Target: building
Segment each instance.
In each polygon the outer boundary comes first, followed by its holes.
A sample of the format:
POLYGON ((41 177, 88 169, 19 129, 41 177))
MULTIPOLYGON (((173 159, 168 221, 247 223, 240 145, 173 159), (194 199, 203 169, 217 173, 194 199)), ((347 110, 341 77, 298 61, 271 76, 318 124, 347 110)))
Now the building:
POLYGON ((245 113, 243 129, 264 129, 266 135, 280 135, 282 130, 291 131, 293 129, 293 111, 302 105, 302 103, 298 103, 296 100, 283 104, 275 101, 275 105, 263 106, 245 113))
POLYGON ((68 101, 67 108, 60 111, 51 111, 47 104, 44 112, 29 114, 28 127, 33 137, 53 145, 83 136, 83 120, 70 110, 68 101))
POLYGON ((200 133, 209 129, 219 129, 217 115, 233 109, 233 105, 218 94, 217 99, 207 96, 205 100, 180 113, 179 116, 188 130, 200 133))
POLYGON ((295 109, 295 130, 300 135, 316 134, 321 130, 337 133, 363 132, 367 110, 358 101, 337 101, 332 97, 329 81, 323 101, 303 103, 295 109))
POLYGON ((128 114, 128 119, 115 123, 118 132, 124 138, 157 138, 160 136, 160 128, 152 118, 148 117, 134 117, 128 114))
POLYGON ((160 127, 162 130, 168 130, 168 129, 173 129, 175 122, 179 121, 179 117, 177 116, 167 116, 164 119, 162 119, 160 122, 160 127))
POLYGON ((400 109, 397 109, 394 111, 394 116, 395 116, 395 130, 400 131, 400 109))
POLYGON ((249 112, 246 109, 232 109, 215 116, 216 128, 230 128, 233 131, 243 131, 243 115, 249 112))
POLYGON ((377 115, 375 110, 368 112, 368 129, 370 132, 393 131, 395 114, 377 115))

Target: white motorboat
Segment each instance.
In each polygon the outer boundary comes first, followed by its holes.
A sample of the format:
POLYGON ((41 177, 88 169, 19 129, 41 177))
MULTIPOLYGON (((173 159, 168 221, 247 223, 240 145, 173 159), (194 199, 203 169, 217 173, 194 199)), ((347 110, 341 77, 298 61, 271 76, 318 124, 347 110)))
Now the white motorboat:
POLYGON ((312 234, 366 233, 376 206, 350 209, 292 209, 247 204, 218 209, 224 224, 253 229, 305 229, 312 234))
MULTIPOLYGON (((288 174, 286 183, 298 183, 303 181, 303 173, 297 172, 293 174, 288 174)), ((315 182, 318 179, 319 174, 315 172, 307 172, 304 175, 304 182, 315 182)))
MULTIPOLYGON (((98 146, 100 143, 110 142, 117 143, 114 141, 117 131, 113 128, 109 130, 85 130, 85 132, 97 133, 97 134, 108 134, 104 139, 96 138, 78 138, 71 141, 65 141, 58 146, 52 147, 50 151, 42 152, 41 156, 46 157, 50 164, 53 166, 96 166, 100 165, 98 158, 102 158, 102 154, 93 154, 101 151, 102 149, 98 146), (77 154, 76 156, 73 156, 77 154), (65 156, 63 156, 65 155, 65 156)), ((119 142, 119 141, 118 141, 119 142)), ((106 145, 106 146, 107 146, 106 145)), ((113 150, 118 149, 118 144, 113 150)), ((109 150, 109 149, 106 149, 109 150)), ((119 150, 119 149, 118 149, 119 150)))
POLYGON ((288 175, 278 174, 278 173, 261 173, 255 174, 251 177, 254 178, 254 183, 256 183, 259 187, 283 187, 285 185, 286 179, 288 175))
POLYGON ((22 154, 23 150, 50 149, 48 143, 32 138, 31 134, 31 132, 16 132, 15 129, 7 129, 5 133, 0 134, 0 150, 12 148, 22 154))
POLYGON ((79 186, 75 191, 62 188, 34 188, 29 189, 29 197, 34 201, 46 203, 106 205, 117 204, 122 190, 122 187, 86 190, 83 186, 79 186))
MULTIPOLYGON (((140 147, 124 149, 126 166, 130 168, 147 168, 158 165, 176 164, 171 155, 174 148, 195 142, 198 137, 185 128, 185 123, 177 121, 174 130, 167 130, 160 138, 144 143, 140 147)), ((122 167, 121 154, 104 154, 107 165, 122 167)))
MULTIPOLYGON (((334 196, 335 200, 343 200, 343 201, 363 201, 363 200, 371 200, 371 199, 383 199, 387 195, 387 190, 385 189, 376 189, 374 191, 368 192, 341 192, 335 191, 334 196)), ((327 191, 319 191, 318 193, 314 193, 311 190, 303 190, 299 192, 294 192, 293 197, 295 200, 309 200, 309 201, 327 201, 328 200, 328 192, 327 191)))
________________
WHAT YOU HAVE TO DO: Copy every line of the entries above, character for character and unchanged.

REPLY:
Target: building
Segment each instance.
In each polygon the outer boundary comes first, followed by its holes.
A sample of the format:
POLYGON ((41 177, 88 169, 19 129, 41 177))
MULTIPOLYGON (((173 159, 168 221, 247 223, 240 145, 173 159), (194 199, 203 169, 217 173, 194 199)), ((347 110, 341 77, 298 61, 271 76, 318 124, 347 110)))
Now the building:
POLYGON ((245 113, 243 129, 264 129, 266 135, 280 135, 282 130, 291 131, 293 129, 293 111, 302 105, 302 103, 298 103, 296 100, 283 104, 275 101, 275 105, 263 106, 245 113))
POLYGON ((68 101, 67 108, 60 111, 51 111, 47 104, 44 112, 29 114, 28 127, 33 137, 53 145, 83 136, 83 120, 70 110, 68 101))
POLYGON ((200 133, 209 129, 219 129, 217 115, 233 109, 233 105, 218 94, 217 99, 207 96, 205 100, 180 113, 179 116, 188 130, 200 133))
POLYGON ((295 109, 295 130, 300 135, 316 134, 321 130, 337 133, 363 132, 367 110, 358 101, 337 101, 332 97, 329 81, 323 101, 303 103, 295 109))
POLYGON ((128 114, 128 119, 115 123, 118 132, 124 138, 157 138, 160 136, 160 128, 152 118, 148 117, 134 117, 128 114))
POLYGON ((160 127, 162 130, 168 130, 168 129, 173 129, 175 122, 179 121, 179 117, 177 116, 167 116, 164 119, 162 119, 160 122, 160 127))
POLYGON ((400 109, 397 109, 394 111, 394 116, 395 116, 395 130, 400 131, 400 109))
POLYGON ((249 112, 246 109, 232 109, 215 116, 216 128, 230 128, 233 131, 243 131, 243 115, 249 112))
POLYGON ((377 115, 375 110, 368 112, 368 129, 370 132, 393 131, 395 114, 377 115))

Target: white motorboat
Segment each instance.
In each polygon the outer boundary comes first, followed by its holes.
A sample of the format:
POLYGON ((41 177, 88 169, 19 129, 41 177))
MULTIPOLYGON (((173 159, 168 221, 247 223, 240 145, 173 159), (194 199, 203 169, 217 173, 194 199)), ((347 110, 341 77, 298 61, 271 76, 318 124, 347 110)))
Now the white motorboat:
POLYGON ((312 234, 366 233, 376 206, 350 209, 292 209, 247 204, 218 209, 224 224, 253 229, 305 229, 312 234))
MULTIPOLYGON (((288 174, 286 183, 298 183, 303 181, 303 173, 297 172, 293 174, 288 174)), ((315 182, 318 179, 319 174, 315 172, 307 172, 304 175, 304 182, 315 182)))
MULTIPOLYGON (((98 146, 100 143, 110 142, 117 143, 114 141, 117 131, 113 128, 109 130, 85 130, 85 132, 97 133, 97 134, 108 134, 104 139, 96 138, 78 138, 71 141, 65 141, 58 146, 52 147, 50 151, 42 152, 41 156, 46 157, 50 164, 53 166, 96 166, 100 165, 98 158, 102 158, 102 154, 93 154, 101 151, 102 149, 98 146), (77 154, 76 156, 73 156, 77 154), (65 156, 63 156, 65 155, 65 156)), ((119 142, 119 141, 118 141, 119 142)), ((106 145, 106 146, 107 146, 106 145)), ((113 150, 118 149, 118 144, 113 150)), ((109 150, 109 149, 106 149, 109 150)), ((119 150, 119 149, 118 149, 119 150)))
POLYGON ((288 175, 278 174, 278 173, 261 173, 255 174, 251 177, 254 178, 254 183, 256 183, 259 187, 283 187, 285 185, 286 179, 288 175))
POLYGON ((22 154, 23 150, 50 149, 48 143, 32 138, 31 134, 31 132, 16 132, 15 129, 7 129, 5 133, 0 134, 0 150, 12 148, 22 154))
POLYGON ((79 186, 75 191, 62 188, 34 188, 29 189, 29 197, 34 201, 46 203, 106 205, 117 204, 122 190, 122 187, 86 190, 83 186, 79 186))
MULTIPOLYGON (((140 147, 124 149, 126 166, 130 168, 147 168, 158 165, 176 164, 171 155, 174 148, 195 142, 198 137, 185 128, 185 123, 177 121, 174 130, 167 130, 160 138, 144 143, 140 147)), ((122 167, 121 154, 104 154, 107 165, 122 167)))
MULTIPOLYGON (((334 196, 335 200, 343 200, 343 201, 363 201, 363 200, 371 200, 371 199, 383 199, 387 195, 387 190, 385 189, 376 189, 374 191, 368 192, 341 192, 335 191, 334 196)), ((327 191, 319 191, 318 193, 314 193, 311 190, 303 190, 299 192, 294 192, 293 197, 295 200, 309 200, 309 201, 327 201, 328 200, 328 192, 327 191)))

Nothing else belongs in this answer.